EXERCISE REQUIREMENTS:
Update the listing below by changing every occurrence of "set a pin on" to "place a marker on" and leaving everything else unchanged.

Records from a data source
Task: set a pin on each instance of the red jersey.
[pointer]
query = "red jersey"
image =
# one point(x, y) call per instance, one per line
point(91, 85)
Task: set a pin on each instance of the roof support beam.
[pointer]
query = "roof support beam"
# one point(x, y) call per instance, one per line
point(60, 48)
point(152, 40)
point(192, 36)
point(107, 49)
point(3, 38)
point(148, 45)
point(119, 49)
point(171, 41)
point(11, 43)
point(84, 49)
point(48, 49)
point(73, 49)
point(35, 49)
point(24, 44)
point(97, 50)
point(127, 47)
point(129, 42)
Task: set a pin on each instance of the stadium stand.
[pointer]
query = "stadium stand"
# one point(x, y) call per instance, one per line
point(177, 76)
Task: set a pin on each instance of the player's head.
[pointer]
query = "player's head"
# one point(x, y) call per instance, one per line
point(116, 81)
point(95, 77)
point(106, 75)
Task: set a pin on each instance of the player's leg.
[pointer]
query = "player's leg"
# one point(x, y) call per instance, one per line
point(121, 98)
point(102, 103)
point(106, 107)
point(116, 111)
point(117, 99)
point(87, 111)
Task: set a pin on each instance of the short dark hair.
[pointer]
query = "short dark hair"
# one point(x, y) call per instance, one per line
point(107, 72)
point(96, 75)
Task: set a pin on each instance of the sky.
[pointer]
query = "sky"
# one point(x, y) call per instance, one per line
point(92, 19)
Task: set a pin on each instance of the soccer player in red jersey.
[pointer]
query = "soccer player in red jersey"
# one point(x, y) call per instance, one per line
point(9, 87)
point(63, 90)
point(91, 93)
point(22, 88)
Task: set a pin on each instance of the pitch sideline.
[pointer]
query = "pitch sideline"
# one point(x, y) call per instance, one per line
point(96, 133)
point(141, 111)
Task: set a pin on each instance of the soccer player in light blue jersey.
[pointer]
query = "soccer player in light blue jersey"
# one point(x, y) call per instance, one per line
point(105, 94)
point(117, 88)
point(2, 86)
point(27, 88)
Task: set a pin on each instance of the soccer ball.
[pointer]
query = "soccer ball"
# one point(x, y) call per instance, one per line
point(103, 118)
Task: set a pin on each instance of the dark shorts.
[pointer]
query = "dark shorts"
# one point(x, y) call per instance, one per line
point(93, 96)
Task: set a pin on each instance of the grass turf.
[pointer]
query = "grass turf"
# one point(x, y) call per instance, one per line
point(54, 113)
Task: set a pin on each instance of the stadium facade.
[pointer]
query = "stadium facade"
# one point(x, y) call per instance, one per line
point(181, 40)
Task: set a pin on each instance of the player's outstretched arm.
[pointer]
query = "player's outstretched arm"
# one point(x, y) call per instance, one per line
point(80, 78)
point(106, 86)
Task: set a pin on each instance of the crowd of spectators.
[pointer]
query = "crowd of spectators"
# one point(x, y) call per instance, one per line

ANSWER TO THIS EXERCISE:
Task: place a marker on each instance of the red jersey.
[pointer]
query = "red jersey"
image =
# one point(x, y) call per instance, one per line
point(91, 85)
Task: place a marker on each instance of the roof support beam.
[pointer]
query = "roof support beam"
# one point(x, y) call per instance, one per line
point(60, 48)
point(152, 40)
point(192, 36)
point(107, 49)
point(3, 38)
point(148, 45)
point(119, 49)
point(171, 41)
point(11, 43)
point(84, 49)
point(48, 49)
point(73, 49)
point(35, 49)
point(24, 44)
point(97, 50)
point(127, 47)
point(129, 42)
Task: place a marker on each instance of the stadium stand.
[pointer]
query = "stadium stand"
# one point(x, y) call per instance, one per line
point(177, 76)
Task: place a marker on each instance of the player's head.
[pointer]
query = "player's head"
# one point(x, y) call per instance, one per line
point(116, 81)
point(95, 77)
point(106, 75)
Task: place a marker on each instance of the player's leg.
[pointer]
query = "player's leg"
# one point(x, y) call per instance, one per line
point(121, 98)
point(102, 103)
point(106, 107)
point(116, 111)
point(117, 99)
point(87, 111)
Task: place a marker on each instance of the short dark hair.
[pointer]
query = "short dark hair"
# one point(x, y) call per instance, one per line
point(107, 72)
point(96, 75)
Task: place a marker on each instance of the sky.
[pointer]
query = "sky"
# one point(x, y) call per instance, one per line
point(92, 19)
Task: place a marker on each instance of the soccer player in red jersey.
[pointer]
query = "soccer player in red jersey"
# one point(x, y) call per instance, one per line
point(9, 87)
point(63, 90)
point(91, 93)
point(22, 88)
Task: place a marker on each instance of the pitch sideline.
[pointer]
query = "pitch sideline"
# one point(x, y) call per instance, one per line
point(96, 133)
point(141, 111)
Task: place a marker on each instance of the soccer player in light blue jersey.
[pointer]
query = "soccer player in light blue jersey"
# one point(x, y) call per instance, one per line
point(105, 94)
point(117, 88)
point(2, 86)
point(27, 88)
Task: place a marker on each instance of the soccer ball.
[pointer]
query = "soccer ball"
# one point(x, y) call per instance, one per line
point(103, 118)
Task: place a marker on each instance of the dark shorts.
[pointer]
query = "dark shorts"
# one point(x, y) call per instance, one per line
point(93, 96)
Task: place a marker on each instance of the grass turf.
[pointer]
query = "grass turf"
# one point(x, y) call per instance, one per line
point(54, 113)
Task: place a marker on each instance of the stadium facade.
[pointer]
query = "stadium facade"
# one point(x, y) call per instance, one per line
point(181, 40)
Task: place a marker on each instance of the player's outstretched arm.
[pointer]
query = "player's outstretched arm"
# one point(x, y) call per instance, one per line
point(80, 78)
point(106, 86)
Task: place a marker on each instance of the crowd of spectators.
[pointer]
query = "crowd of spectators"
# one point(x, y) call per instance, one per line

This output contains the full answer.